[A run of records]
■ ■ ■ ■ ■ ■ ■
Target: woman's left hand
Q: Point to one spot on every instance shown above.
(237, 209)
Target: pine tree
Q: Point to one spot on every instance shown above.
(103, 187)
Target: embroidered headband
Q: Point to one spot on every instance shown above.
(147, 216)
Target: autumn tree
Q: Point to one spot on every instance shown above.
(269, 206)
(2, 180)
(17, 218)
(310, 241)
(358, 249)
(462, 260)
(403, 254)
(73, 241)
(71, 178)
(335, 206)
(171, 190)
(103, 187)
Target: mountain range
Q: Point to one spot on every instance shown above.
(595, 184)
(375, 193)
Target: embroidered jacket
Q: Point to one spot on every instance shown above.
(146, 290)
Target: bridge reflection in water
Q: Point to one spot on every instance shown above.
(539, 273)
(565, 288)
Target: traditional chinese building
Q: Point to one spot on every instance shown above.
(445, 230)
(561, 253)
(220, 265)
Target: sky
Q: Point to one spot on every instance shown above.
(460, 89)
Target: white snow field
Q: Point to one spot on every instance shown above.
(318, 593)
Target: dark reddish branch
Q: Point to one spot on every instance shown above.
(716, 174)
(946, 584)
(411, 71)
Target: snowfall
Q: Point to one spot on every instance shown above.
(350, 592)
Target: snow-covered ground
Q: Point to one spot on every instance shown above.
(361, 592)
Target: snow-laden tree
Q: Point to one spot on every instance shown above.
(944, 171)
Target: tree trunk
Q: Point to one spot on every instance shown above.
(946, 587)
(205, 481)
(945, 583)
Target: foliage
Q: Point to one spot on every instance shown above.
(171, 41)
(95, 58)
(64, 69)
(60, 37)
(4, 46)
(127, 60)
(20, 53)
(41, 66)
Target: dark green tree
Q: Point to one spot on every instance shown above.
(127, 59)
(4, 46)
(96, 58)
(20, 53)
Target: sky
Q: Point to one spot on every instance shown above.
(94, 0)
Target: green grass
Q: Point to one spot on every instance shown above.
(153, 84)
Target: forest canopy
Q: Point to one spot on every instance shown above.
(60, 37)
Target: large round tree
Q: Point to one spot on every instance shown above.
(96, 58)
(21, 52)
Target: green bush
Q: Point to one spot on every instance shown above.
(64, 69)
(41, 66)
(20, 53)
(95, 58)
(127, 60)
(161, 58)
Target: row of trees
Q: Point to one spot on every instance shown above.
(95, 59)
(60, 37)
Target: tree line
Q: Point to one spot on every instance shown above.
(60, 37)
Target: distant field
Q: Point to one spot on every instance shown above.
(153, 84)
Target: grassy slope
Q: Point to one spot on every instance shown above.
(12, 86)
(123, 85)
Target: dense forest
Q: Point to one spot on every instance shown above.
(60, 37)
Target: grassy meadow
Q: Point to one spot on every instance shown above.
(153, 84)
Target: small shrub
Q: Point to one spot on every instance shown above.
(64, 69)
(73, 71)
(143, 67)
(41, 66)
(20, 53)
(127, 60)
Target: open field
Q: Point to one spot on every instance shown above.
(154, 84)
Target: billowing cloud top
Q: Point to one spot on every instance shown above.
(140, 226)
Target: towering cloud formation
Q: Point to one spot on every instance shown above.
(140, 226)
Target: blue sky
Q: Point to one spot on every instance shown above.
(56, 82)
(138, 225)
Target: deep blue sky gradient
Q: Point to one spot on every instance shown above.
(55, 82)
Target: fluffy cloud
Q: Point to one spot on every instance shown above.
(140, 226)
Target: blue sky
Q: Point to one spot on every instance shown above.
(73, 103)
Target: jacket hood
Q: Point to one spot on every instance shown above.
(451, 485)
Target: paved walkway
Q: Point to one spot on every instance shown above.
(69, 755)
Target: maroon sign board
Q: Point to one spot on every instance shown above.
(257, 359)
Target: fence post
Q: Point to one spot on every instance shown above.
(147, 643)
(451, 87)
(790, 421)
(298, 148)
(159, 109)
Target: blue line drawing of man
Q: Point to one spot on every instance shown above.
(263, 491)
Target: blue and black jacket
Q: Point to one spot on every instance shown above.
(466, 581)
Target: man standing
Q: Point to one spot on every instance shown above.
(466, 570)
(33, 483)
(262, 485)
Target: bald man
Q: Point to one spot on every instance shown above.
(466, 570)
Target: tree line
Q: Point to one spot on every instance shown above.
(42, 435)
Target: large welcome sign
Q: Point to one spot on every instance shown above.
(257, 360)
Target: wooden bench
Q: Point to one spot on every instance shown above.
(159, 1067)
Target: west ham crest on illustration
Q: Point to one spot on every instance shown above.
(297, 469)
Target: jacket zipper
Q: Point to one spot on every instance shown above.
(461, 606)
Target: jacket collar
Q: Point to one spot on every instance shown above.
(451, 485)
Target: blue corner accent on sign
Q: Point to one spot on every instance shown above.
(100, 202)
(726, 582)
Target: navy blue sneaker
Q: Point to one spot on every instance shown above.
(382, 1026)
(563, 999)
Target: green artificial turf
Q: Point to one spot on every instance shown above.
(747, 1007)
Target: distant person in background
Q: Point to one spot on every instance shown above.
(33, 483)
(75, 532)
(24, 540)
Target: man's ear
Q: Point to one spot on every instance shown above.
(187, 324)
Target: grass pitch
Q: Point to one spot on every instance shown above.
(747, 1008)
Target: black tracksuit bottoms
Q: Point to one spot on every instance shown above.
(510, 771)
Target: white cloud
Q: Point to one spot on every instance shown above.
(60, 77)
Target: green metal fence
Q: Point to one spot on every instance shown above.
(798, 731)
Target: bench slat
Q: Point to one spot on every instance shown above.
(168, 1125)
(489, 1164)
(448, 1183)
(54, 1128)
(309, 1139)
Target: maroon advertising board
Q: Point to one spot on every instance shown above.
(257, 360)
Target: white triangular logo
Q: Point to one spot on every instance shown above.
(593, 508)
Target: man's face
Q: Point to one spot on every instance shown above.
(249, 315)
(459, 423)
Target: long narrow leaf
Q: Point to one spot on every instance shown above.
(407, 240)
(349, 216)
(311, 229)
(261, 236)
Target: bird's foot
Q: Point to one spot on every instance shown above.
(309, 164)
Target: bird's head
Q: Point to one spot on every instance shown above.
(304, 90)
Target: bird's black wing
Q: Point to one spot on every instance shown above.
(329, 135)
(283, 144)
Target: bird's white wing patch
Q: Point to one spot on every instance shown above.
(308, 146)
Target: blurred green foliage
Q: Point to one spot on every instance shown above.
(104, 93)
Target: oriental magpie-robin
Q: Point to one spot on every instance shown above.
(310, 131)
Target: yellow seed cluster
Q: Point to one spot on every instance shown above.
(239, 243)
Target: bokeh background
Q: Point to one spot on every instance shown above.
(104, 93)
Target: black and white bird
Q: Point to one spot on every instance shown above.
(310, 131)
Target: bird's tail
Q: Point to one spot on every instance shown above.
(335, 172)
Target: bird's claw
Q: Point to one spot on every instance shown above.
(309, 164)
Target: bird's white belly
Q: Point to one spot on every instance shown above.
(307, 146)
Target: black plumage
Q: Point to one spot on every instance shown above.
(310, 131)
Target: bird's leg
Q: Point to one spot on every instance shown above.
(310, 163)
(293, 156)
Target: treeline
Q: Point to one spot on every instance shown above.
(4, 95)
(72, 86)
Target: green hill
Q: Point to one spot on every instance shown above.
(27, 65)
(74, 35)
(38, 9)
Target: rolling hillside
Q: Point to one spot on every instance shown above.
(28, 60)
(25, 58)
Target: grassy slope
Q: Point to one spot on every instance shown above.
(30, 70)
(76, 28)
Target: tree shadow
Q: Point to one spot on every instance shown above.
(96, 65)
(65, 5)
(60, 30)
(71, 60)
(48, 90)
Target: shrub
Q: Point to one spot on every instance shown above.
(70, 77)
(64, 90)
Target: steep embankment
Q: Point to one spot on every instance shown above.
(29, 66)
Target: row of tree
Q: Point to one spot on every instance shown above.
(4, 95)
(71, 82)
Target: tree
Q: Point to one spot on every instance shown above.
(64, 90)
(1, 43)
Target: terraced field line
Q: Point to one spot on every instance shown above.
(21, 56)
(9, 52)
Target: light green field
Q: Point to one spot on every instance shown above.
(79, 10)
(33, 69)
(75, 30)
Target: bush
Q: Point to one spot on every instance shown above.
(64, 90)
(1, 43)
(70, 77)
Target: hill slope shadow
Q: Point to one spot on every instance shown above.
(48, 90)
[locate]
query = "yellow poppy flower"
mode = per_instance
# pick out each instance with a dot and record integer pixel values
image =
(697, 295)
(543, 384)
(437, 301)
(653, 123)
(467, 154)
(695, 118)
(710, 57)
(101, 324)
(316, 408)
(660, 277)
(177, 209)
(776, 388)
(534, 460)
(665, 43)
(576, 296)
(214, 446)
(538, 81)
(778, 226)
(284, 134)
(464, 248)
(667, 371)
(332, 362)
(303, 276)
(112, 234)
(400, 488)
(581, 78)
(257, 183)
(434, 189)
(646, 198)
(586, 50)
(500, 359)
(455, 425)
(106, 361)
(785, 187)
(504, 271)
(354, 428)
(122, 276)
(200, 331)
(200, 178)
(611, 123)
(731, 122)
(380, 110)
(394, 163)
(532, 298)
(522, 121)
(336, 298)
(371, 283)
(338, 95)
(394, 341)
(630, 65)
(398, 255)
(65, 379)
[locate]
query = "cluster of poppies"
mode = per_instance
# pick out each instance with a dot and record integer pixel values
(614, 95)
■ ■ ■ ■ ■ ■ ■
Set problem – Reproduce only the lines between the line containing "Target: green hill" and the last line of the records, those two lines included, exactly.

Response –
Target: green hill
Q: Point to one spot on every instance shown above.
(27, 65)
(74, 35)
(38, 9)
Target: rolling hillside
Q: Point to one spot on every instance shown above.
(28, 60)
(25, 58)
Target: grassy slope
Q: Point to one spot on every instance shown above.
(30, 70)
(76, 28)
Target: tree shadow
Q: Point to one spot on every instance shown above.
(96, 65)
(65, 5)
(60, 30)
(71, 60)
(48, 90)
Target: shrub
Q: Point to one spot on every instance shown above.
(70, 77)
(64, 90)
Target: steep embankment
Q: Point to one spot on every instance shown above.
(29, 66)
Target: row of tree
Q: Point to one spot on every instance shown above.
(4, 95)
(71, 82)
Target: tree
Q: Point to one spot on every instance shown above.
(64, 90)
(1, 43)
Target: terraced field line
Q: Point to one spot on every instance shown above.
(21, 56)
(9, 52)
Target: light green field
Q: Point to one spot on every instance shown above.
(79, 10)
(33, 69)
(75, 30)
Target: bush
Q: Point to one spot on every instance shown above.
(64, 90)
(1, 43)
(70, 77)
Target: hill slope shadow
Q: Point to one spot on every instance shown above.
(48, 90)
[locate]
query = "yellow poppy flower"
mode = per_instance
# pick out each instance with a dot and record integer pixel values
image =
(697, 295)
(543, 384)
(437, 301)
(653, 123)
(467, 154)
(695, 118)
(710, 57)
(101, 324)
(316, 408)
(660, 277)
(177, 209)
(776, 388)
(534, 460)
(665, 43)
(576, 296)
(214, 446)
(538, 81)
(778, 226)
(284, 134)
(464, 248)
(667, 371)
(332, 362)
(303, 276)
(112, 234)
(400, 488)
(581, 78)
(257, 183)
(434, 189)
(646, 198)
(586, 50)
(500, 359)
(455, 425)
(106, 361)
(785, 187)
(504, 271)
(354, 428)
(122, 276)
(200, 331)
(200, 178)
(611, 123)
(731, 122)
(380, 110)
(394, 163)
(532, 298)
(522, 121)
(336, 298)
(371, 283)
(338, 95)
(394, 341)
(630, 65)
(398, 255)
(65, 379)
[locate]
query = "cluster of poppies"
mode = per_instance
# pick out each instance with a dot and record integer pixel values
(614, 95)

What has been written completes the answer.